◆ EXERCISE DIRECTIONS
Count how many lines in the entries below contain the string "graffiti". Reply with the number alone.

********

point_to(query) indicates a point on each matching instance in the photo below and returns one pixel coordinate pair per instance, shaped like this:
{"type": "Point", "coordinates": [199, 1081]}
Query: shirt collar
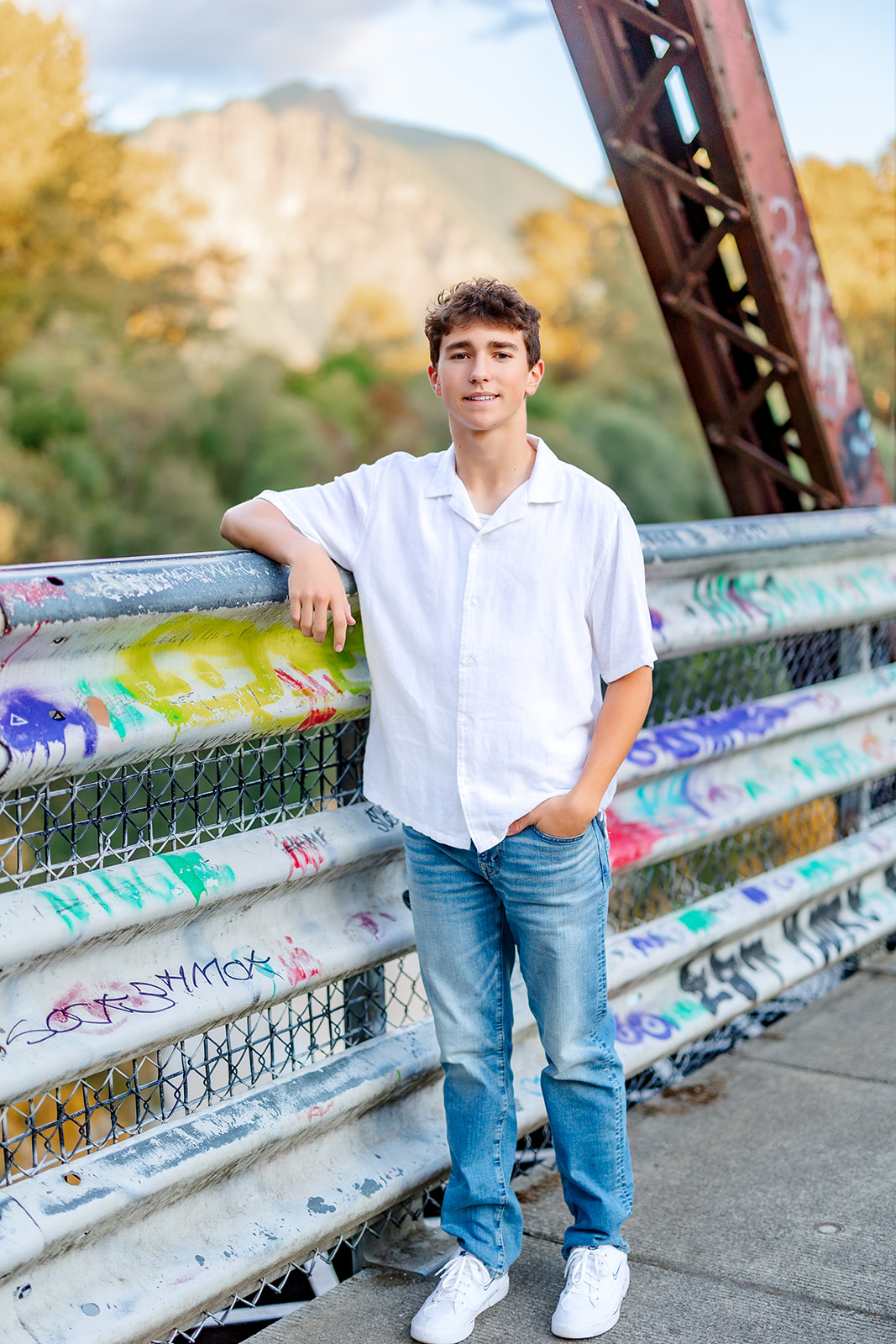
{"type": "Point", "coordinates": [543, 486]}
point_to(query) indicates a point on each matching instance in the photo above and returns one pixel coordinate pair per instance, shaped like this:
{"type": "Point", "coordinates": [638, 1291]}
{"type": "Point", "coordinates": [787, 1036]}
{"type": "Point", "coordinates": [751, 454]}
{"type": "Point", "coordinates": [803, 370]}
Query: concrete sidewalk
{"type": "Point", "coordinates": [765, 1203]}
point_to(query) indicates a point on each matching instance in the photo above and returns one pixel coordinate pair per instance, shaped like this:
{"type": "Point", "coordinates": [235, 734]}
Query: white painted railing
{"type": "Point", "coordinates": [113, 958]}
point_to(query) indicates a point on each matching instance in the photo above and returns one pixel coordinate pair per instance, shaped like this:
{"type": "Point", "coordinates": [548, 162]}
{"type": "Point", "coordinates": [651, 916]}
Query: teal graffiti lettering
{"type": "Point", "coordinates": [196, 874]}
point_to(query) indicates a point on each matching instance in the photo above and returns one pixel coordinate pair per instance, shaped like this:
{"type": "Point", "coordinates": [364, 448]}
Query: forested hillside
{"type": "Point", "coordinates": [136, 402]}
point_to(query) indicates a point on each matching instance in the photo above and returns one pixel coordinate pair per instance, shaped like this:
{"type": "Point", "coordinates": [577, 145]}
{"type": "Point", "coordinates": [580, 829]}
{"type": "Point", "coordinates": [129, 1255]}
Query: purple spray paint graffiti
{"type": "Point", "coordinates": [27, 723]}
{"type": "Point", "coordinates": [708, 732]}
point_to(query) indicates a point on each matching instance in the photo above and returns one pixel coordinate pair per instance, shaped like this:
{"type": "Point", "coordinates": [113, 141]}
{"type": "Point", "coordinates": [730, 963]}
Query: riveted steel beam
{"type": "Point", "coordinates": [720, 280]}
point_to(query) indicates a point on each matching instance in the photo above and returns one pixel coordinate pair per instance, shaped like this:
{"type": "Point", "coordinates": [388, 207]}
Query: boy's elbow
{"type": "Point", "coordinates": [233, 524]}
{"type": "Point", "coordinates": [228, 526]}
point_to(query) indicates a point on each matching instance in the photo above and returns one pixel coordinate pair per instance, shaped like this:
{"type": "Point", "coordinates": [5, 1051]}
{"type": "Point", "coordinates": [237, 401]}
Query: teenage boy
{"type": "Point", "coordinates": [499, 586]}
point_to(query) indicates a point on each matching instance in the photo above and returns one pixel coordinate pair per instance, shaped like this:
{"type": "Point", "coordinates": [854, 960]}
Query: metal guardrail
{"type": "Point", "coordinates": [177, 907]}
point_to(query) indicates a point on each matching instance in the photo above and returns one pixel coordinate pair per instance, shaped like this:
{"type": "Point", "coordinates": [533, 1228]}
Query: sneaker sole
{"type": "Point", "coordinates": [579, 1332]}
{"type": "Point", "coordinates": [423, 1336]}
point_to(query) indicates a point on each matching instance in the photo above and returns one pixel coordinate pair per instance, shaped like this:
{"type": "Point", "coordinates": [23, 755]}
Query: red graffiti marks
{"type": "Point", "coordinates": [90, 1008]}
{"type": "Point", "coordinates": [300, 683]}
{"type": "Point", "coordinates": [33, 591]}
{"type": "Point", "coordinates": [369, 924]}
{"type": "Point", "coordinates": [298, 964]}
{"type": "Point", "coordinates": [305, 851]}
{"type": "Point", "coordinates": [631, 840]}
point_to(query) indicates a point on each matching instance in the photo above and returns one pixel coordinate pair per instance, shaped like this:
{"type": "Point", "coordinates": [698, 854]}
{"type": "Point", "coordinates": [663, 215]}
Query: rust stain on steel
{"type": "Point", "coordinates": [727, 244]}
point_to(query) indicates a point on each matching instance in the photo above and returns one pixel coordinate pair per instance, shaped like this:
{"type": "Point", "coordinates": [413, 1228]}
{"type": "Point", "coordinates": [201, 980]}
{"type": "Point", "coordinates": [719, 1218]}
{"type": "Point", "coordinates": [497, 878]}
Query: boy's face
{"type": "Point", "coordinates": [484, 375]}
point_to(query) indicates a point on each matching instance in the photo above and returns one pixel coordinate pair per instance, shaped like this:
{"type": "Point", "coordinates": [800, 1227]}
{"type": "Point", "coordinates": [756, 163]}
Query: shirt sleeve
{"type": "Point", "coordinates": [335, 515]}
{"type": "Point", "coordinates": [618, 612]}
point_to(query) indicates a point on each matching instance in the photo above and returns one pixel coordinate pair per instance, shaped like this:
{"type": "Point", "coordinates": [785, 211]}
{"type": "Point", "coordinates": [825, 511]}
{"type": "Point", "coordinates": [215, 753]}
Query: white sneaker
{"type": "Point", "coordinates": [597, 1281]}
{"type": "Point", "coordinates": [449, 1312]}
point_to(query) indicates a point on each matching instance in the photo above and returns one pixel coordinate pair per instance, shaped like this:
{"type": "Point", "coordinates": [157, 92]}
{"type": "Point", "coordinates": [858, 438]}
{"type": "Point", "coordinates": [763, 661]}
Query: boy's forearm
{"type": "Point", "coordinates": [259, 526]}
{"type": "Point", "coordinates": [315, 584]}
{"type": "Point", "coordinates": [622, 714]}
{"type": "Point", "coordinates": [624, 710]}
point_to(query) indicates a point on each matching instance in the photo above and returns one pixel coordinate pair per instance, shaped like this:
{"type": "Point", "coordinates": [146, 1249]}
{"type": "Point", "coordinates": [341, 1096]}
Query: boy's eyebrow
{"type": "Point", "coordinates": [465, 343]}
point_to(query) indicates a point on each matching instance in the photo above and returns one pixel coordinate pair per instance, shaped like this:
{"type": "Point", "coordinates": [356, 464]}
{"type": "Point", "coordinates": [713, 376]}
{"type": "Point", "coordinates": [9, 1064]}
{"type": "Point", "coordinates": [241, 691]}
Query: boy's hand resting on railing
{"type": "Point", "coordinates": [315, 584]}
{"type": "Point", "coordinates": [315, 591]}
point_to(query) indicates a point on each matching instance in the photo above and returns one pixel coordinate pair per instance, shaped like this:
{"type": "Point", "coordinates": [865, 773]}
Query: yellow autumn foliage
{"type": "Point", "coordinates": [852, 212]}
{"type": "Point", "coordinates": [853, 221]}
{"type": "Point", "coordinates": [86, 221]}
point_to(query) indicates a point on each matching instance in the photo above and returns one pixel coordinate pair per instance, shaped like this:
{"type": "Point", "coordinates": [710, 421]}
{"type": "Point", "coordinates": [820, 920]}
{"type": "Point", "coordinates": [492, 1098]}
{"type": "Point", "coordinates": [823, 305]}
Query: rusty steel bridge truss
{"type": "Point", "coordinates": [683, 105]}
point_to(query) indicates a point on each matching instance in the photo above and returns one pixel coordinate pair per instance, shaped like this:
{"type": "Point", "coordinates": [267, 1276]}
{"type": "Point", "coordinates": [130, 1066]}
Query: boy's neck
{"type": "Point", "coordinates": [493, 464]}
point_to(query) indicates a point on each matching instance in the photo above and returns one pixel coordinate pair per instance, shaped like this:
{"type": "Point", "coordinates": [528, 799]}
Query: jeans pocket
{"type": "Point", "coordinates": [543, 835]}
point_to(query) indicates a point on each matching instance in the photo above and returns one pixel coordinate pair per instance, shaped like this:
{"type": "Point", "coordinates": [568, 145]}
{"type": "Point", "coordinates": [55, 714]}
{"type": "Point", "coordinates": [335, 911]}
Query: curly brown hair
{"type": "Point", "coordinates": [486, 302]}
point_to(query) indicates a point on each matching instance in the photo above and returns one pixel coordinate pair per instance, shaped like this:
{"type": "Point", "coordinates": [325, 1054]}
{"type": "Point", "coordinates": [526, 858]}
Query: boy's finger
{"type": "Point", "coordinates": [322, 609]}
{"type": "Point", "coordinates": [338, 629]}
{"type": "Point", "coordinates": [307, 617]}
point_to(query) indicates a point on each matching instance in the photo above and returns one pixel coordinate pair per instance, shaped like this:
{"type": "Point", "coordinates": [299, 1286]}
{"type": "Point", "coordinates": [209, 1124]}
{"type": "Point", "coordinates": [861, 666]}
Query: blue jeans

********

◆ EXERCISE ANSWER
3